TEXTO DE LEITURA:
▽
O açambarcamento na mídia é a concentração da propriedade dos meios de comunicação por um grupo minoritário de pessoas.
No limite, ambos os conceitos são opostos: não poderia haver liberdade de imprensa se esta se encontra acaparada por uma pessoa ou um grupo.
Este assunto poderia ser enfocado desde dois pontos de vista: desde o dos proprietários dos meios de comunicação, e desde o dos cidadãos sem capacidade de possuí-los
A liberdade de publicar algum veículo de comunicação é o lado ativo desta liberdade. Hipoteticamente pertence a todos; na prática fica reservada a quem possui os recursos econômicos para criar e manter algum meio de comunicação.
É evidente que um grupo económico, ao ter acaparado no Peru 75% dos jornais, ele acumulou esse porcentual de liberdade ativa na imprensa escrita. Os 25% restante fica para os demais grupos proprietários de outros jornais.
A juízo dos titulares desses 75%, tal concentração é legitimada pelas liberdades de mercado e de contratação, reconhecidas pela Constituição (arts. 58 e 62).
Não é esse, contudo, o teor do artigo 61 da Constituição que, por sua especificidade, deve ter a preferencia. Este artigo prescreve: “A imprensa, radio, a televisão e demais meios de expressão e comunicação social, e em geral, as empresas, os bens e serviços relacionados com a liberdade de expressão e de comunicação não podem ser objeto de exclusividade, monopólio nem acaparamento, direta ou indiretamente, por parte do Estado nem de particulares”.
Portanto, a exclusividade e o monopólio, que implicam na propriedade de todos os meios de comunicação social por uma só pessoa ou grupo estão plenamente proibidos.
Por outro lado, o acaparamento está determinado por uma maioria percentual dos capitais investidos nos meios de comunicação social. Na falta de uma lei especial sobre este conceito, o artigo 61 da Constituição não deveria deixar de ser aplicado, posto que é imperativo de per se. Deve-se concluir, em tal caso, que prima facie há acaparamento quando os capitais investidos em cada categoria de meios de comunicação social (jornais, rádio, televisão e outros) excedam 50% da totalidade dos investimentos nesses meios.
O estabelecimento de um percentual máximo de concentração dos meios em poder de um grupo corresponde ao Congresso dado que o artigo 70 da Constituição dispõe: “O direito de propriedade (…) se exerce em harmonia com o bem comum e dentro dos limites da lei”. O bem comum é aqui o interesse da sociedade e dos cidadãos de ter acesso a uma pluralidade de meios de comunicação social e de evitar a manipulação da consciência ou a opinião pública praticada por um grupo monopólico.
Um limite máximo prudencial de propriedade de cada tipo de meios seria uns 30%.
A influência decisiva da mídia, a que Edmund Burke chamou de Quarto Poder já no século XVIII, é um fato social, político e econômico predominante, capz de anular a livre determinação dos cidadãos.
△
A FAZER:
1. No texto sobre a concentração da propriedade da mídia, que porcentagem dos jornais do Peru foi açambarcada por um grupo econômico?
2. Prossiga o texto sobre a concentração da propriedade da mídia a partir da última frase apresentada.

MATERIAL FORNECIDO:
▽
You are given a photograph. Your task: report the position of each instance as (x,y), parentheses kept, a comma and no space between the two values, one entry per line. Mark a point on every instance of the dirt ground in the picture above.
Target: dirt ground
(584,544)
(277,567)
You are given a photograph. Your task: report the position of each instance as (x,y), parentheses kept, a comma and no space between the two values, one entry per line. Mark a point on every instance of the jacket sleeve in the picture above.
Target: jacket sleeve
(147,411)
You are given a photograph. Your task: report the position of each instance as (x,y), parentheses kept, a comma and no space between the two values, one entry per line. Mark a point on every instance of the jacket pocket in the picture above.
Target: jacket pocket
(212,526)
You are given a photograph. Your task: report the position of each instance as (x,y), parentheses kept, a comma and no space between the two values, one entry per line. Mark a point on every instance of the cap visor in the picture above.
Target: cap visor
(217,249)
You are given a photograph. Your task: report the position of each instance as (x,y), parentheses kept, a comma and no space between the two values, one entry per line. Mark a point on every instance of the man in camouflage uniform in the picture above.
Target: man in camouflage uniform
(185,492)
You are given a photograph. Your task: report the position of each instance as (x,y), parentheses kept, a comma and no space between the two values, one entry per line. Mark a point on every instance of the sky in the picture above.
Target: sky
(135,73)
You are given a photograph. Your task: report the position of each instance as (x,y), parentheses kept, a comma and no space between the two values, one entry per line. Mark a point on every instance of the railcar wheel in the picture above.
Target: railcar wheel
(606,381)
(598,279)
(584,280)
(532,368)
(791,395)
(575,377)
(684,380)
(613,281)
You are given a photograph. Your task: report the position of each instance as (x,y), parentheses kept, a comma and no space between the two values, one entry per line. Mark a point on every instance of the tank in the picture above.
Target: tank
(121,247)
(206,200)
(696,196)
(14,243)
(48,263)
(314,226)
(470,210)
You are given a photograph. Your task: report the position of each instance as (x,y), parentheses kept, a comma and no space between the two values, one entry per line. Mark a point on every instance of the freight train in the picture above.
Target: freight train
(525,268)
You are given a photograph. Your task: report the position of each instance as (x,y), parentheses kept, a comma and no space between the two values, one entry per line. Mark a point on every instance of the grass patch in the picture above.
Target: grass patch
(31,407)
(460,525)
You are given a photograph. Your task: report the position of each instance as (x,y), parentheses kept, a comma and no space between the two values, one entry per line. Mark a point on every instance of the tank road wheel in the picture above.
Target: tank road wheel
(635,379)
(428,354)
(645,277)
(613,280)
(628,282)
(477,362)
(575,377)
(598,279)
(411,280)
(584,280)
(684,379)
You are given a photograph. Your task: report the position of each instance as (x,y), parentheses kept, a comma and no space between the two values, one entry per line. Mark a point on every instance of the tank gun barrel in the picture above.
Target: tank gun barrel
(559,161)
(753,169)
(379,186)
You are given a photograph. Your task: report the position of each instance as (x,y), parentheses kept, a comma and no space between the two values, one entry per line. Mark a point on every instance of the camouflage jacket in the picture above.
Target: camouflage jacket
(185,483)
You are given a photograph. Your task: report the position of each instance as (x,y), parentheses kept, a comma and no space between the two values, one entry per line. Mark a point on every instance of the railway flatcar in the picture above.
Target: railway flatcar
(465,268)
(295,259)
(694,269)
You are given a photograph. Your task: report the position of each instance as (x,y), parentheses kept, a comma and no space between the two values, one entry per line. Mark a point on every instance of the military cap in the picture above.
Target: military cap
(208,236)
△
LISTA DE RESPOSTAS:
1. Esse grupo econômico açambarcou 75% dos jornais do Peru.

2.
É claro que, desde o ponto de vista legal, não haveria impedimentos para que qualquer pessoa ou grupo com o capital suficiente pudesse criar novos jornais, os que teoricamente poderiam ultrapassar a importância dos acaparados. Na prática, no entanto, esta possibilidade é rara, pela magnitude do capital que se requer e a limitação do mercado. Em todos os países os meios de comunicação são, por isso, contados, e os novos demandam um investimento ao alcance só de grandes grupos capitalistas.
O outro enfoque da liberdade de imprensa é o dos cidadãos, pedestres, digamos, sem os recursos para criar meios e a quem caba só a liberdade passiva de escolher entre os meios publicados, e de ler ou escutar a informação que eles lhe fornecem. Esta liberdade passiva é de fato uma liberdade restringida. A eles está vedada a liberdade de expressar-se através dos meios de comunicação, salvo se possuírem os recursos exigidos pelos jornais e outros para publicar suas opiniões ou denuncias como publicidade paga.
Em certos veículos, nem pagando os anúncios pela tabela fixada é possível publicar algo sem contar com a aquiescência dos diretores ou proprietários.
A liberdade de imprensa passiva tende a equilibrar a liberdade de imprensa ativa quando há uma vasta pluralidade de meios de comunicação social.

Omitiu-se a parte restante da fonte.